Select every line in the rows that contains the word "sink" and copy each one. Case counts.

## BEGIN The data

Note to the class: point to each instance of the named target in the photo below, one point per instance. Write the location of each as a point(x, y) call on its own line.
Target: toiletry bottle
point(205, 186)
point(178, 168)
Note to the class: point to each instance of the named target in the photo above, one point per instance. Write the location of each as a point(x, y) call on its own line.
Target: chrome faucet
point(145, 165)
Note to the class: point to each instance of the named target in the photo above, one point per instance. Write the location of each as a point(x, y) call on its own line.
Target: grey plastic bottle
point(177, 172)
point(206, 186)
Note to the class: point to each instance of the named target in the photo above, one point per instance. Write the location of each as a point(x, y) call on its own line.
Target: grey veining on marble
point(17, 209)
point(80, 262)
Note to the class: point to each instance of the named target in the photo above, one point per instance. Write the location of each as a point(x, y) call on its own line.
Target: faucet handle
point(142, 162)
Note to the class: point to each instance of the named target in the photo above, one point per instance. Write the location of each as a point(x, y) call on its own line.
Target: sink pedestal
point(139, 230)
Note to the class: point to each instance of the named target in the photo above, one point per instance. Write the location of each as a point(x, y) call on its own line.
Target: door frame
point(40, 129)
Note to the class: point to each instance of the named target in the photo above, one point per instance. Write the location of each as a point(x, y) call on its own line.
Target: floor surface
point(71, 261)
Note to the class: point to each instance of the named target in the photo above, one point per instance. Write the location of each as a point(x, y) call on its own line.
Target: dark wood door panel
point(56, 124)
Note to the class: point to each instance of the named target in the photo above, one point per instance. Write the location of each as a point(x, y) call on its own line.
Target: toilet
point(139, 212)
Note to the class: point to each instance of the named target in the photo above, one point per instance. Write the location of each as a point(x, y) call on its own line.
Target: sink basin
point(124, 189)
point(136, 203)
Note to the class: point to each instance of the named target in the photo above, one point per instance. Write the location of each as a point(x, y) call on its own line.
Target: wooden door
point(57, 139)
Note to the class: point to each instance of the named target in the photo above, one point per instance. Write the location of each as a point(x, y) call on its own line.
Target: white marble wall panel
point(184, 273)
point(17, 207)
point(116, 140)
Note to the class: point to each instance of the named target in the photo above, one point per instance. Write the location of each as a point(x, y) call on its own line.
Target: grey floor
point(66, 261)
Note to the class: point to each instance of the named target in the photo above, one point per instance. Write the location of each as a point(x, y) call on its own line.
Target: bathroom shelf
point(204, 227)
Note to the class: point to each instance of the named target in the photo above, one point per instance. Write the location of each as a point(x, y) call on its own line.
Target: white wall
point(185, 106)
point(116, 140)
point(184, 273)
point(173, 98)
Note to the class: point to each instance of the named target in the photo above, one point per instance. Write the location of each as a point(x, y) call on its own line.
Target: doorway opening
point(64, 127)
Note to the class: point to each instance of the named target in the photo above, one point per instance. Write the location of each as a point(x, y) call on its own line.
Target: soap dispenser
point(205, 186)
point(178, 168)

## END The data
## BEGIN The data

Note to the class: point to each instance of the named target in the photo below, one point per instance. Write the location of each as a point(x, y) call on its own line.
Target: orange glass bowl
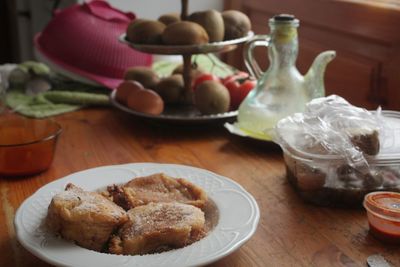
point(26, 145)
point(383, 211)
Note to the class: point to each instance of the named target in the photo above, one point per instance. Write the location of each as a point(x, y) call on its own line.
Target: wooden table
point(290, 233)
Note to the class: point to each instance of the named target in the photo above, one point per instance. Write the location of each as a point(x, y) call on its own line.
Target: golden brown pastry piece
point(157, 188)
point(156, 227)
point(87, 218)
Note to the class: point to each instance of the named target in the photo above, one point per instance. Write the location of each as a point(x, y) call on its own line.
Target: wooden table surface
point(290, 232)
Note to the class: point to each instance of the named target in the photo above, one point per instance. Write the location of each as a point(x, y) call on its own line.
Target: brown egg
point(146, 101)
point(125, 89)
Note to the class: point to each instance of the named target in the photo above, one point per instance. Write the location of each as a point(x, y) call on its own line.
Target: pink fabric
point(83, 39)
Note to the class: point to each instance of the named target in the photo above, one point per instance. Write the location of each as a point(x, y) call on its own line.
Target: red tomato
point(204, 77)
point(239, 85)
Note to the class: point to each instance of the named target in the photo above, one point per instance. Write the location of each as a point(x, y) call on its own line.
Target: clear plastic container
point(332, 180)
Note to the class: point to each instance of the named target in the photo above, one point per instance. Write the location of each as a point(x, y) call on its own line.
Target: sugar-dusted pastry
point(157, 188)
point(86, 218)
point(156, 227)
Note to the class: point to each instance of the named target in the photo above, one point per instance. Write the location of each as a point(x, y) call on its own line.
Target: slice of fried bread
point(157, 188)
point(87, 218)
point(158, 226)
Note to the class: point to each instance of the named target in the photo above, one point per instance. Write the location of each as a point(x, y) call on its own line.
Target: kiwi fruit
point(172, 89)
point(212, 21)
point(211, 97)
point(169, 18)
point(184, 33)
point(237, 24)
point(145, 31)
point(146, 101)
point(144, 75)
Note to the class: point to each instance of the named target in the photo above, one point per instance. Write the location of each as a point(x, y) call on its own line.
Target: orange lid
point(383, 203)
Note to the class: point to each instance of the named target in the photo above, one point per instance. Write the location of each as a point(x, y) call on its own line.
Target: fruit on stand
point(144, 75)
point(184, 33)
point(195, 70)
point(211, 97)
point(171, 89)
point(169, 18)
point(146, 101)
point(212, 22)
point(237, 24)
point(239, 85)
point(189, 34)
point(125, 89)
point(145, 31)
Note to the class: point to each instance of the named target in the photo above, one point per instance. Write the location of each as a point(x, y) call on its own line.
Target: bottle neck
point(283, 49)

## END The data

#### Complete output
Target: sink pedestal
Target: sink basin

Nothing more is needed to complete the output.